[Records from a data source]
■ ■ ■ ■ ■

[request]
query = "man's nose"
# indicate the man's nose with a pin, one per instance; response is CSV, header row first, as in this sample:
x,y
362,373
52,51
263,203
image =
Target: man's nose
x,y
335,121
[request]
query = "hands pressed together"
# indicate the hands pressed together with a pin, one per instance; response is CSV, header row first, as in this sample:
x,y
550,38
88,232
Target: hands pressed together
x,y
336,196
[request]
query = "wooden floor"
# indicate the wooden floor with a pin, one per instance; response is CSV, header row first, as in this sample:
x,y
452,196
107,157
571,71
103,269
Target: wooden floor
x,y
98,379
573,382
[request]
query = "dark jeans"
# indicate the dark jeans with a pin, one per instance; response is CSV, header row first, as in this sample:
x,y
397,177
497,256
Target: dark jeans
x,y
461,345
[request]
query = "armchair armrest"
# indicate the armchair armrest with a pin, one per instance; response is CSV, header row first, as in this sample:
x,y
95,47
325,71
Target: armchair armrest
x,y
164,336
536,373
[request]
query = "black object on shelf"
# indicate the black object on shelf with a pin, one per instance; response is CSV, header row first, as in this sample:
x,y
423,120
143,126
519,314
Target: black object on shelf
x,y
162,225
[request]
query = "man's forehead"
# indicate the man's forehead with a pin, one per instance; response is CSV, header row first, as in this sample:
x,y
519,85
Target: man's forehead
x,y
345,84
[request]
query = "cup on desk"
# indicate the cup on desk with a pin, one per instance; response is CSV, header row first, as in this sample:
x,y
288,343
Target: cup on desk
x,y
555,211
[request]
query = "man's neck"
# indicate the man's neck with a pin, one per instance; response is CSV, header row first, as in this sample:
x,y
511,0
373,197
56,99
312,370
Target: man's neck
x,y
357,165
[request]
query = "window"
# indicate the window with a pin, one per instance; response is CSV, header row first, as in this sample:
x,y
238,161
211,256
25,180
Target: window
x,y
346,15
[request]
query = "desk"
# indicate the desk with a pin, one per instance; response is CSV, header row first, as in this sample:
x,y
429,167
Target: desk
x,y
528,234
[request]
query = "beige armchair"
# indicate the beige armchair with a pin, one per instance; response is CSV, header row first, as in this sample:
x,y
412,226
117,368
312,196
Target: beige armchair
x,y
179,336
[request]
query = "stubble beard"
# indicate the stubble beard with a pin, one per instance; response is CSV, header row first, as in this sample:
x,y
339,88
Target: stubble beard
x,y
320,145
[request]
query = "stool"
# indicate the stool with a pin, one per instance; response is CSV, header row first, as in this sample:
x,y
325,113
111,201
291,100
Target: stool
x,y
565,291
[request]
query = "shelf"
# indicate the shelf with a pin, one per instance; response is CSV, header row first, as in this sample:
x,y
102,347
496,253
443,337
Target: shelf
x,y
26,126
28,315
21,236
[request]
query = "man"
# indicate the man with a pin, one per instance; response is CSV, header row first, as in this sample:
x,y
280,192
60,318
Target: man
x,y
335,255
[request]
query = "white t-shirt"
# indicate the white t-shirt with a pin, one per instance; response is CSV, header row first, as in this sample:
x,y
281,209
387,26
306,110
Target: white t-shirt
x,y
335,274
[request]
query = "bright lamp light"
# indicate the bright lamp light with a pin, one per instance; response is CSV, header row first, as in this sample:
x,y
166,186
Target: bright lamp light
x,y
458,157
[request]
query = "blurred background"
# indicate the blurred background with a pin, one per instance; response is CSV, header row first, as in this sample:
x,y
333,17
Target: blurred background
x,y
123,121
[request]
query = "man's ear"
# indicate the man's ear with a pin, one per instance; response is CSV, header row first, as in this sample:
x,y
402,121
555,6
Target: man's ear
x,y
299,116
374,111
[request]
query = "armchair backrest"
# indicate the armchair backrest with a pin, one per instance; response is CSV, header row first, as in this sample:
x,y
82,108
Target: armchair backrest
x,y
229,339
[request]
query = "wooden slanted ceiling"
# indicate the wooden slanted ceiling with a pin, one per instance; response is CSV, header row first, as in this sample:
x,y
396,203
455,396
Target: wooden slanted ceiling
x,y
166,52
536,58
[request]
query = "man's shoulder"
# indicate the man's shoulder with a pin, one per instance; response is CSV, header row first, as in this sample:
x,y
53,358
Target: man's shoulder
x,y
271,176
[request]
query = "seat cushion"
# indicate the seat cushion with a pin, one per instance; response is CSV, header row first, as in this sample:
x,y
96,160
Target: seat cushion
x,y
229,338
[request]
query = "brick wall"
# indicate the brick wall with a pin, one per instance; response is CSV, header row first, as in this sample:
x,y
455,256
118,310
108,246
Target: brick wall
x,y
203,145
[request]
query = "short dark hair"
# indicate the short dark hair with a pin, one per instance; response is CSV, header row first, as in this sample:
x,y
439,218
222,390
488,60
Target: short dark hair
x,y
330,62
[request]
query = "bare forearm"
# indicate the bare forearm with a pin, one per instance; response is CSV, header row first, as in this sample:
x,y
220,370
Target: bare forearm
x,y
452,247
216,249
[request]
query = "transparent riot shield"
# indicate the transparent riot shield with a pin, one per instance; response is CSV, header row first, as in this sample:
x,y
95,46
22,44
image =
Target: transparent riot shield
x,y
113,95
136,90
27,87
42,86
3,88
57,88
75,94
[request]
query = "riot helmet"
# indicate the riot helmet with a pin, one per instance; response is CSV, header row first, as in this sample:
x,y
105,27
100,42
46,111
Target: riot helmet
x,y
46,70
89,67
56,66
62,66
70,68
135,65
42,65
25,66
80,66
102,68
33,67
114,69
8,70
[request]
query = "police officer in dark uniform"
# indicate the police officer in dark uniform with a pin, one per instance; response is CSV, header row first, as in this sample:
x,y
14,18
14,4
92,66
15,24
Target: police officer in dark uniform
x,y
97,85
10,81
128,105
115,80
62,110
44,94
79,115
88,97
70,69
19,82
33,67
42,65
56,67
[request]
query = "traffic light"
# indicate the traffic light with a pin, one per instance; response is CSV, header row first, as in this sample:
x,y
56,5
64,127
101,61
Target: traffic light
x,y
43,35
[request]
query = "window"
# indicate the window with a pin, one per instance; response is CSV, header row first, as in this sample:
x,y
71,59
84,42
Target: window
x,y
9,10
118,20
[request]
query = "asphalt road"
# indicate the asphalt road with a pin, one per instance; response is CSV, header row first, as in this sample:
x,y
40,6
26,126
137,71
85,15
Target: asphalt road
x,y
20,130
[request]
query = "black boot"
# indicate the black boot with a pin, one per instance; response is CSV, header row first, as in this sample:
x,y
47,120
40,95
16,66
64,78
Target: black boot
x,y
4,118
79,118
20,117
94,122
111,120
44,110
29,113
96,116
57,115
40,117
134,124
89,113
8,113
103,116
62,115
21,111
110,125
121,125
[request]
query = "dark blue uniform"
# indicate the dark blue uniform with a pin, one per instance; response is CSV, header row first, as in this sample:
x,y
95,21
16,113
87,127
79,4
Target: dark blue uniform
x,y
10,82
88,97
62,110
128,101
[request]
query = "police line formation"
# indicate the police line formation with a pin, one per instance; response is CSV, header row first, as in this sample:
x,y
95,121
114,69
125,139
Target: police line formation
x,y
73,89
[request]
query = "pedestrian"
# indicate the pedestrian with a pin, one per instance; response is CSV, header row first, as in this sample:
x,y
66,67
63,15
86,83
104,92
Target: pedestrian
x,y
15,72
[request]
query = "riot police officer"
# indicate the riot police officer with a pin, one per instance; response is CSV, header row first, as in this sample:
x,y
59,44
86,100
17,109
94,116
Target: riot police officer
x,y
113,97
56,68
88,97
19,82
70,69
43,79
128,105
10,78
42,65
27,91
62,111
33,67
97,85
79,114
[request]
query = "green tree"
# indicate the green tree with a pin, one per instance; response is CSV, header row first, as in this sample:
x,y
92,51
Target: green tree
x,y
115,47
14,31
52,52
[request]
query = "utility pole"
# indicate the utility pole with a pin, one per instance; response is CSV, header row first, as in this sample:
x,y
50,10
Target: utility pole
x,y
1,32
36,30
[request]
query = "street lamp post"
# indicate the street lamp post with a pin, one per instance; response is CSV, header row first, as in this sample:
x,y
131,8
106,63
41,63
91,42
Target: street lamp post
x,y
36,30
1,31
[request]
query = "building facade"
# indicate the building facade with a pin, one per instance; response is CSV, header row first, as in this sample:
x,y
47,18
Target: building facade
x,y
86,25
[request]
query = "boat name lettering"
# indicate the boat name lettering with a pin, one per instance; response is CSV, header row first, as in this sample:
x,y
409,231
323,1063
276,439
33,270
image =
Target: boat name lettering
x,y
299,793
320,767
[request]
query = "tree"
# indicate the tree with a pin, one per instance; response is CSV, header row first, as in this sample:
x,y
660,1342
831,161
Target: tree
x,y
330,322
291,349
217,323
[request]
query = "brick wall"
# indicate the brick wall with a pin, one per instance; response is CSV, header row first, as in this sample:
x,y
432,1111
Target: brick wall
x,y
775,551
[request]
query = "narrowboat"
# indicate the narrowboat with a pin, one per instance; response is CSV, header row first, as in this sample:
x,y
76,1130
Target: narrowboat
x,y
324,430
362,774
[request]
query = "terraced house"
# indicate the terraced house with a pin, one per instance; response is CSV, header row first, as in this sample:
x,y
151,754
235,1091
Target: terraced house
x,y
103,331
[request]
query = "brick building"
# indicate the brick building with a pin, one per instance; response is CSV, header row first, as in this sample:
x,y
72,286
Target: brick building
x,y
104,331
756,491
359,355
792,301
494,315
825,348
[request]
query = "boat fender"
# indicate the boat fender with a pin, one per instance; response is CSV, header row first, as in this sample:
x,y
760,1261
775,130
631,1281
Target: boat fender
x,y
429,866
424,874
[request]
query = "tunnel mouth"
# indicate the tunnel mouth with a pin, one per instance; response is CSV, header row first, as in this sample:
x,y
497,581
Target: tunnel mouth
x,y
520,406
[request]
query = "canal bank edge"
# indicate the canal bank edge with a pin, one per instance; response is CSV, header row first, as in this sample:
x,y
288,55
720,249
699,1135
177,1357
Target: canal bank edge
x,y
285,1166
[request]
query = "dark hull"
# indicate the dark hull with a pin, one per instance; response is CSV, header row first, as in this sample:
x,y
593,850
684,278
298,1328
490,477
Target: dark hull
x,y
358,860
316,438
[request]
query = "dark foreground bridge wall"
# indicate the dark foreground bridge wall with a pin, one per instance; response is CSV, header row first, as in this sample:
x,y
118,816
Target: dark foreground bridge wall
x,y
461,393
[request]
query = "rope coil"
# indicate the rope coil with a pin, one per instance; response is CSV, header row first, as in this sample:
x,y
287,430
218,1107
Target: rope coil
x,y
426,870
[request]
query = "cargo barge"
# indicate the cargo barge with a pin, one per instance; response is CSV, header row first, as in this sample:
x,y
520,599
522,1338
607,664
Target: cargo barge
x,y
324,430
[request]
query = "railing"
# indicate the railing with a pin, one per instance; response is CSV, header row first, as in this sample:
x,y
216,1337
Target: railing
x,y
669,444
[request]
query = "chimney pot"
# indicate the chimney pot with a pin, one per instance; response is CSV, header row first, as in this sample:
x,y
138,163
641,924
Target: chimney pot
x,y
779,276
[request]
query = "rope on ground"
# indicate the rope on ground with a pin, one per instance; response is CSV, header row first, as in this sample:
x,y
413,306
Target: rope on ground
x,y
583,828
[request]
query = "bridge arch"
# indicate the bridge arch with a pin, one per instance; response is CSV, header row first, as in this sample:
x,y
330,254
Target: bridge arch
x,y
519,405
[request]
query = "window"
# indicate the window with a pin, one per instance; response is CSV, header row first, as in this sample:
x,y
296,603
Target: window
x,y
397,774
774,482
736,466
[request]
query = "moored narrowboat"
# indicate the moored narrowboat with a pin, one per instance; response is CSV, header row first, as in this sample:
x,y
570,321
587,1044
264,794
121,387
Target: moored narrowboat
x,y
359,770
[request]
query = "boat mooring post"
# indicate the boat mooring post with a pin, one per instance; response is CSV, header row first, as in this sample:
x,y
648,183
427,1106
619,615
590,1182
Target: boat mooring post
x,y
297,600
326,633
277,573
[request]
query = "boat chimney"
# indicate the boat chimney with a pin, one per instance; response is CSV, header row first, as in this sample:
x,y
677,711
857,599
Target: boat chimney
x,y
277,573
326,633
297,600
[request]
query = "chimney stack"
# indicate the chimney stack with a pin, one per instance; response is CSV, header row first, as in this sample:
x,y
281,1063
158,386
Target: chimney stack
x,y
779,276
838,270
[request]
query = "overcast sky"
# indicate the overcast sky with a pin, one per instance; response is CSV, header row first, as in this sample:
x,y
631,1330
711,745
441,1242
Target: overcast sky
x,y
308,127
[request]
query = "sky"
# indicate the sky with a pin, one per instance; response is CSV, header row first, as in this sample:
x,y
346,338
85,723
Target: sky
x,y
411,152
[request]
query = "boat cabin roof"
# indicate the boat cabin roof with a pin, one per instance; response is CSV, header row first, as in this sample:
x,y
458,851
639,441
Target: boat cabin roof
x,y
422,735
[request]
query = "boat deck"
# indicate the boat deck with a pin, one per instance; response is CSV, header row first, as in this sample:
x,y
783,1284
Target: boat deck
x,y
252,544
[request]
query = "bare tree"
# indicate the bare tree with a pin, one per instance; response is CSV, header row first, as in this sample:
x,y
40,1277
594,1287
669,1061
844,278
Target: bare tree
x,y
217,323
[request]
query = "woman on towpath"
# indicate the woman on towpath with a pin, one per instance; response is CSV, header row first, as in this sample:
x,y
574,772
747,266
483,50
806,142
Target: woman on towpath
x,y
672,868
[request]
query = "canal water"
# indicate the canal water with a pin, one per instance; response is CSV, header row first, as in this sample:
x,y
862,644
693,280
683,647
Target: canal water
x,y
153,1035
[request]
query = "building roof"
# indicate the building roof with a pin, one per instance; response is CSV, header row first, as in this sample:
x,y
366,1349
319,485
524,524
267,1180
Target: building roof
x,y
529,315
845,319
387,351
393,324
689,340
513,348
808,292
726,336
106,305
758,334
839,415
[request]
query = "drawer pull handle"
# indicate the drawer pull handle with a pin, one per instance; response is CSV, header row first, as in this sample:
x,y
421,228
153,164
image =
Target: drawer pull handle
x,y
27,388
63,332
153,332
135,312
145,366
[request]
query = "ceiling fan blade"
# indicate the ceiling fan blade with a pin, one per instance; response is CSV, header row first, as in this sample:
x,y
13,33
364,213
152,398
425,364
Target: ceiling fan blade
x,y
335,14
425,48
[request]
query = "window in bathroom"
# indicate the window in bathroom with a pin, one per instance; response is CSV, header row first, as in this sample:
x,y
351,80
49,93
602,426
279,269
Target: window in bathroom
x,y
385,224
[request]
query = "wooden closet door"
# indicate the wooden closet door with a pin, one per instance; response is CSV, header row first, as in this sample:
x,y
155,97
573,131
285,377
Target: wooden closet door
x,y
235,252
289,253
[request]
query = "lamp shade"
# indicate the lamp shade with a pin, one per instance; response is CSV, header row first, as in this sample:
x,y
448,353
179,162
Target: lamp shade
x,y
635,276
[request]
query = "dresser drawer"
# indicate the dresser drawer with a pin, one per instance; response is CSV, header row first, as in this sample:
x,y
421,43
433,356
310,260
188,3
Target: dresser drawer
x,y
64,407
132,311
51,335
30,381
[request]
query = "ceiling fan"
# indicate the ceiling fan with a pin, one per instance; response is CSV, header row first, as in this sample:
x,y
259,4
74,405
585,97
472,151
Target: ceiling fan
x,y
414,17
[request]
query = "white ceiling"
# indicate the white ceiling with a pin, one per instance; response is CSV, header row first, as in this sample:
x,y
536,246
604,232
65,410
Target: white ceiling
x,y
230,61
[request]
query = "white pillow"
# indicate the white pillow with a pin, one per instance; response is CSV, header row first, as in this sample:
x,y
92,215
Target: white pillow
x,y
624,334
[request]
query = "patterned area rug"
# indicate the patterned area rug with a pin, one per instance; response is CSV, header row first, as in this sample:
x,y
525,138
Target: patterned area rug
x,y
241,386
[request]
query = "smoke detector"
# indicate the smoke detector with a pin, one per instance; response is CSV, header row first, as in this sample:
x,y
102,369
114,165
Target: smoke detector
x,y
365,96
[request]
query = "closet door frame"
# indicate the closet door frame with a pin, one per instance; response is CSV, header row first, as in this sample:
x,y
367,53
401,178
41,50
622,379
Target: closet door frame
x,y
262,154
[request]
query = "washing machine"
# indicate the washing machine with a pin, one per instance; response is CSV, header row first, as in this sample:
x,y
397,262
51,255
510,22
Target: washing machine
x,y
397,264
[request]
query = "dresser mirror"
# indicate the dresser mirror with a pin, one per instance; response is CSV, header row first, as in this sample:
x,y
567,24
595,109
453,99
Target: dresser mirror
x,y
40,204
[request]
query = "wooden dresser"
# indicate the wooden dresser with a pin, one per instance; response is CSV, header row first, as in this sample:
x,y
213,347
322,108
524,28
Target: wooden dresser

■ ■ ■ ■ ■

Goal of the exercise: Which lines of the records above contain the string "uniform"? List every such line in full, treating case as significant.

Output for this exercise:
query = "police officer in dark uniform"
# indicate the police officer in dark uniform with a pin, one per instance; response is CSV, header row first, as in this sample:
Target: police officer in dark uniform
query = "dark blue uniform"
# indicate the dark blue uniform with a pin, one per instance; response is CSV, header row first, as in this sample:
Target: dark blue uniform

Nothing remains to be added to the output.